# my kindle 2nd generation got wet



## kitkat4622 (Mar 28, 2011)

my Kindle 2nd generation got wet and now it wont turn on or charge..any suggestions or help would be greatly appreciated


----------



## pidgeon92 (Oct 27, 2008)

Electronics and water do not mix. Chances are it is finished. However, you could try putting it in a plastic bag with some uncooked rice for a few days and see if it dries out.

You can also call customer service. They may offer you a discount on a new Kindle.

Amazon Kindle customer service: 1-866-321-8851

More CS information: How do I contact customer service?


----------



## Morf (Nov 18, 2010)

My standard advice for wet electronics (phones etc) is:

IMMEDIATELY turn it off and remove the battery (difficult on a Kindle, I know).

If it's turned off, DON'T try and turn it on!

As soon as you can, take it apart as much as is easily possible (eg with a phone, remove the sim card and the outside case if it's interchangeable).

Put all the bits somewhere warm and dry (I recommend the airing cupboard or boiler cupboard). Pidgeon92's suggestion of a bag and rice will work if you can't do this but will take longer.

LEAVE IT ALONE for at least 48 hours, and make sure it's completely dry. Resist the temptation to rush this stage, I know you want to see if it's OK, but if you turn it on while it's still damp you'll only make it worse.

With this approach I've saved a number of wet electronics (kids!) - one of them was an MP3 player that got cola over it, I actually washed this under the tap once the battery was out and it still survived! 

The key is that you mustn't try to power it on until it's completely dry. Electronics and water _can_ mix, but electronics and electricity and water are really unhappy together 

Try this approach, it just might work even now.


----------

= = = = =

CHALLENGES:
• A. In the wet Kindle thread, rewrite the passage from "If it's turned" up to and including "will take longer.", putting "linen closet" in place of "airing cupboard".
• B. According to the wet Kindle thread, how long should wet electronics be left alone to dry before being powered on?

Dataset records on object locations

= = = = =

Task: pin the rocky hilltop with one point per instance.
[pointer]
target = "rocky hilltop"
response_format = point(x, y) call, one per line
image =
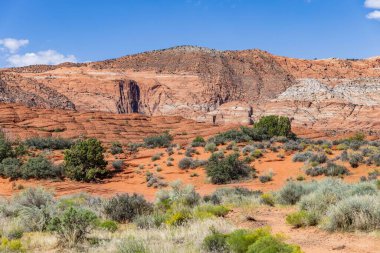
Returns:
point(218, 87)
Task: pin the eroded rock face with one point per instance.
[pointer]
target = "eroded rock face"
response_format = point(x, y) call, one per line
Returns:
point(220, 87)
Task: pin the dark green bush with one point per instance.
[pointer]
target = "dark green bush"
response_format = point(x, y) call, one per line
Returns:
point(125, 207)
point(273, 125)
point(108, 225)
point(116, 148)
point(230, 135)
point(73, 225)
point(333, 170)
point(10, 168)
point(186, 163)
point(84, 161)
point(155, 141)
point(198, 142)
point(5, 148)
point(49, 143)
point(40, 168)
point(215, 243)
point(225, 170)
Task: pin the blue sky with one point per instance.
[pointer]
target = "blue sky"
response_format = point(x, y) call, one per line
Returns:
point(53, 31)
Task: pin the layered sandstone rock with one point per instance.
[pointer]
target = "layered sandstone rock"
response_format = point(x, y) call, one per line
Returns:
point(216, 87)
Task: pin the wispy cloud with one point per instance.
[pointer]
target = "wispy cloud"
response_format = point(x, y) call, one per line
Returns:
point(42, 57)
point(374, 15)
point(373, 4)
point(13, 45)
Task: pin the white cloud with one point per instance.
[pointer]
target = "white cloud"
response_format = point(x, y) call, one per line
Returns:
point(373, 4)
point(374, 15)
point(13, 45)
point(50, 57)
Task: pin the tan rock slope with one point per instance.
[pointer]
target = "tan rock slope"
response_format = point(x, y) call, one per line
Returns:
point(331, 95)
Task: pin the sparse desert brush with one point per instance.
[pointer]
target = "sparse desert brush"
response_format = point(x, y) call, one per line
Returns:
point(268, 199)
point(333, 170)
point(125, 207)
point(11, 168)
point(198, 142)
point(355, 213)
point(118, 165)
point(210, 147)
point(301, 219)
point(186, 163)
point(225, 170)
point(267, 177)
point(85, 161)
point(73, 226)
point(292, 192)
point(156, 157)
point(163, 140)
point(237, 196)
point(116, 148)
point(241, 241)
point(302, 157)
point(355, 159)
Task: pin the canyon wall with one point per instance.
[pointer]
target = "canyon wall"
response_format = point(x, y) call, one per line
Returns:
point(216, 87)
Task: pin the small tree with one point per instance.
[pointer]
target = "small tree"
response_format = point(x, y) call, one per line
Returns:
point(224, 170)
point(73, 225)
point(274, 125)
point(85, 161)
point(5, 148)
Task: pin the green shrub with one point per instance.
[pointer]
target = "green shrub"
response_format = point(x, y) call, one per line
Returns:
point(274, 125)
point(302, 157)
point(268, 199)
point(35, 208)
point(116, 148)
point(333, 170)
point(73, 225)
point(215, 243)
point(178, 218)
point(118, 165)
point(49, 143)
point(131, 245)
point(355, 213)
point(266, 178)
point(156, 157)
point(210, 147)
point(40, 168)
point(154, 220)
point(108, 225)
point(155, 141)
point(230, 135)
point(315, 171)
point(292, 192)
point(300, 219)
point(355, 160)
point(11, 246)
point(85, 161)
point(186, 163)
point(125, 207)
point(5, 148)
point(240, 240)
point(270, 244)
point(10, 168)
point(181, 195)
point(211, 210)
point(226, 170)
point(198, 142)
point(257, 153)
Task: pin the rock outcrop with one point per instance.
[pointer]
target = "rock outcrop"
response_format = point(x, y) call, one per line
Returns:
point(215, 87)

= = = = =

ANSWER SET:
• A.
If it's turned off, DON'T try and turn it on!

As soon as you can, take it apart as much as is easily possible (eg with a phone, remove the sim card and the outside case if it's interchangeable).

Put all the bits somewhere warm and dry (I recommend the linen closet or boiler cupboard). Pidgeon92's suggestion of a bag and rice will work if you can't do this but will take longer.

• B. At least 48 hours, until completely dry.